Entries from a dataset

========================================

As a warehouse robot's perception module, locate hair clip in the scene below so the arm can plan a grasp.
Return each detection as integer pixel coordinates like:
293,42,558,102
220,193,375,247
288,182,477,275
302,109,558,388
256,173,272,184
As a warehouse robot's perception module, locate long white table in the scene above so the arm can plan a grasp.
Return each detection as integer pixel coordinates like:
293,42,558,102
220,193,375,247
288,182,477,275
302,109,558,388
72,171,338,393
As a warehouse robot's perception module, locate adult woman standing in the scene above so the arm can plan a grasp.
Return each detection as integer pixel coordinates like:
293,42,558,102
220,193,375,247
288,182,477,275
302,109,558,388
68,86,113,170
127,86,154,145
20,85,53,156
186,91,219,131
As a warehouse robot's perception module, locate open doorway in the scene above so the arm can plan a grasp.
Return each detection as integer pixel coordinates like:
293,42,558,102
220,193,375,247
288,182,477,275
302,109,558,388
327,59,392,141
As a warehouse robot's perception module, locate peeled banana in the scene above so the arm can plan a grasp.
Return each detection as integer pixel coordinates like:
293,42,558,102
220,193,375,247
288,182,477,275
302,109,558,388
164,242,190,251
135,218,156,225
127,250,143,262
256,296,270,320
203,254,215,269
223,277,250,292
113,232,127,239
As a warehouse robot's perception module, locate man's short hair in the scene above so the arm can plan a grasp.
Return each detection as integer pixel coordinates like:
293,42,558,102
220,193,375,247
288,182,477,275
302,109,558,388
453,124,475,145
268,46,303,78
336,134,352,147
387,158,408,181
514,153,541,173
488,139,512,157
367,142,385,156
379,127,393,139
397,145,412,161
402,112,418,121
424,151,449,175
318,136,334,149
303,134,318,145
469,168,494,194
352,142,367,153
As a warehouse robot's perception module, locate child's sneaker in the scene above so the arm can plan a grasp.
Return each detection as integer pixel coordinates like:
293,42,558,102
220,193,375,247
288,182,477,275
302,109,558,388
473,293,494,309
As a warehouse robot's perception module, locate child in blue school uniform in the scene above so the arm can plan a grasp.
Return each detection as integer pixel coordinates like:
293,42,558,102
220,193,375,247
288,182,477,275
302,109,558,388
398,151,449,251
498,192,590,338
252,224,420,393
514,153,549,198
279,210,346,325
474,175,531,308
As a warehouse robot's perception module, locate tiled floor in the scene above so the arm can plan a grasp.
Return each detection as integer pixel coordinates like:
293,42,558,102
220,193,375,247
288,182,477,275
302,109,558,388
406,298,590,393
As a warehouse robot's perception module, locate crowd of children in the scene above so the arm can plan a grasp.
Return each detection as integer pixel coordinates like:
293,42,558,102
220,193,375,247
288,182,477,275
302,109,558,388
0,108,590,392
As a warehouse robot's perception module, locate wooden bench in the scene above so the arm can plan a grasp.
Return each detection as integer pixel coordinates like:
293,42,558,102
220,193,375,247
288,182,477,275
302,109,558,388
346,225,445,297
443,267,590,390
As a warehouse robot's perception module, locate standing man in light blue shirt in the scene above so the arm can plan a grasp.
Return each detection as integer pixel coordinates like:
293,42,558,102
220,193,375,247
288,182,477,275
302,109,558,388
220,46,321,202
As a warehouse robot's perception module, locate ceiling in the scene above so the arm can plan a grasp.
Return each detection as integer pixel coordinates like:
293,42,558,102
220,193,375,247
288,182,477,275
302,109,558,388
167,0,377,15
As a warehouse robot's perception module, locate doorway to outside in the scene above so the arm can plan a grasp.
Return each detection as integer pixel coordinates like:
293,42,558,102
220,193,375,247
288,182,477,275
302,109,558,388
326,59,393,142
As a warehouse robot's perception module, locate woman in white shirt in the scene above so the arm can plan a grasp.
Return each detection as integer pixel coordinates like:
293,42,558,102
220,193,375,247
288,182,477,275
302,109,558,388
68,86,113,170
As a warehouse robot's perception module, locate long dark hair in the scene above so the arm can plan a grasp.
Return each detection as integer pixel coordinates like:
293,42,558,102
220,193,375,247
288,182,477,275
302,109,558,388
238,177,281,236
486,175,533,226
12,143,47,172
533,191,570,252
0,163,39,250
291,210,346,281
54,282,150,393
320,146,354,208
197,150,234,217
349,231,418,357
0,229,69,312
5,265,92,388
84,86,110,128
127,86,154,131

========================================

● Directions
Can you revise the entries above by replacing "warehouse" with "kitchen" wherever it occurs and leaving everything else unchanged?

● Result below
As a kitchen robot's perception module, locate hair clip in the scene below so the arm can plan a grasp.
Return each detection as integer pixel coordinates like:
293,42,558,102
220,193,375,247
288,182,477,275
302,109,558,388
256,173,272,184
As a kitchen robot's perception module, locate long white table in the scene above so the arm can plan a grasp.
Return each detection as integer pixel coordinates like:
293,42,558,102
220,193,375,247
288,182,477,275
302,109,558,388
72,171,338,393
As a kitchen robot's perception module, locate adult woman standing in the scene above so the arm can plan a grasp.
Return each detection as integer pixel coordinates like:
293,42,558,102
220,193,375,247
288,182,477,275
302,109,558,388
68,86,113,170
127,86,154,145
20,85,53,156
186,91,219,131
As a kitchen robot's perception module, locate open doorway in the scene above so the arm can plan a grasp.
Return each detection as integer pixel coordinates like:
293,42,558,102
220,193,375,247
288,182,477,275
302,109,558,388
327,59,392,141
As a kitchen robot's perception module, locate peeled banana in the scene above so the arm can plan a grasp.
Return each detection as integer pixel coordinates like:
293,42,558,102
220,193,375,247
288,182,477,275
302,109,558,388
164,242,190,251
135,218,156,225
127,250,143,262
256,296,270,320
203,254,215,269
223,277,250,292
113,232,127,239
As a kitchen robot's perception module, locate man's short hair in the scene above so the arm can plan a grasp.
Return each detection as integer pixel coordinates like:
293,42,558,102
220,193,375,247
288,182,477,275
302,109,558,388
453,124,475,145
268,46,303,78
336,134,352,147
387,158,408,181
514,153,541,173
488,139,512,157
367,142,385,156
379,127,393,139
397,145,412,161
402,112,418,121
424,151,449,175
318,136,334,149
303,134,318,145
469,168,494,194
352,142,367,153
As a kitchen robot's perception module, locate child's sneaker in the scene above so the arm can plan a grasp.
Return each detection as integer pixel coordinates like:
293,42,558,102
220,193,375,247
288,182,477,275
302,109,558,388
473,293,494,309
As a kitchen robot's perception module, locate child in blue school uniform in the scene above so the arm can plan a grasp.
Return each detection as integer pixel coordinates like:
293,42,558,102
220,193,375,247
288,182,477,275
302,109,558,388
398,151,449,251
498,192,590,338
252,224,420,393
514,153,549,198
279,210,346,325
474,175,531,308
As a kitchen robot's perception module, locate tiled floor in the scene above so the arm can plan a grasp.
Return each detection as integer pixel coordinates like:
293,42,558,102
220,193,375,247
288,182,477,275
302,109,558,388
406,298,590,393
As a kitchen robot's perception module, locate crowd of children in the scene above so the arm can plan a grasp.
Return each detection as integer pixel coordinates like:
293,42,558,102
220,193,375,247
288,182,477,275
302,109,558,388
0,108,590,392
As a kitchen robot's perception module, locate wooden bench in the scene above so the arm can plan a grasp.
Return each detection as integer pixel coordinates like:
293,42,558,102
220,193,375,247
288,182,477,275
302,109,558,388
346,225,445,297
443,267,590,390
As a kitchen robot's perception module, locate standing man in light blue shirt in the scene above so the arm can plan a grasp.
Return each detection as integer pixel coordinates like:
293,42,558,102
220,193,375,247
288,182,477,275
302,109,558,388
220,46,321,202
As a kitchen robot's perception module, locate ceiling in the scene above so the arm can plan a grasp.
Return each detection as integer pixel coordinates like:
293,42,558,102
220,193,375,247
288,182,477,275
302,109,558,388
167,0,377,15
As a kitchen robot's perception module, locate doorway to outside in the scene above so the arm can plan a grasp.
Return each detection as integer pixel coordinates like:
293,42,558,102
220,193,375,247
288,182,477,275
302,109,558,388
326,59,393,142
As a kitchen robot's perception module, locate woman in white shirt in the scene above so the arm can plan a grasp.
Return each detection as integer pixel coordinates like:
293,42,558,102
220,193,375,247
288,182,477,275
302,109,558,388
68,86,113,170
As a kitchen robot's perception module, locate long dark hair in the scene above so the arm can plan a grasp.
Return each detection as integer pixel coordinates like:
293,42,558,102
220,193,375,247
288,182,477,275
302,109,558,388
238,177,281,236
486,175,533,226
12,143,47,172
533,191,570,252
0,163,39,250
291,210,346,281
54,282,150,393
320,146,354,208
197,150,234,217
349,231,418,357
0,229,69,312
5,265,92,388
84,86,110,128
127,86,154,131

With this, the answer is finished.